#### Stated task:
Pick out every line of the entries below that contains the word "with" and copy each one. Treat uppercase and lowercase as different.

#### Listed entries:
— BEGIN —

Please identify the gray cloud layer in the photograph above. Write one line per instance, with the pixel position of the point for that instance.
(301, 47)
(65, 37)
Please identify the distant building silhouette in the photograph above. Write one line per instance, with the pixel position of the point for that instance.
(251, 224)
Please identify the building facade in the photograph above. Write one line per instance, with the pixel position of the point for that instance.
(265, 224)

— END —
— BEGIN —

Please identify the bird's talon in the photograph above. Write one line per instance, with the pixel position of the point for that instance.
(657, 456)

— END —

#### Output:
Please identify the gray cloud layer in the photograph above. Write one line per instance, with the pixel position of the point for that instance.
Please identify the distant building silhouette in the photograph above. Write one line per instance, with the pixel position of the point for that instance.
Please identify the building facade in the photograph above. Write one line per instance, with the pixel position of the point for that instance.
Please identify the bird's talon in the photograph above. Write one line per instance, with the pixel position of the point for that instance.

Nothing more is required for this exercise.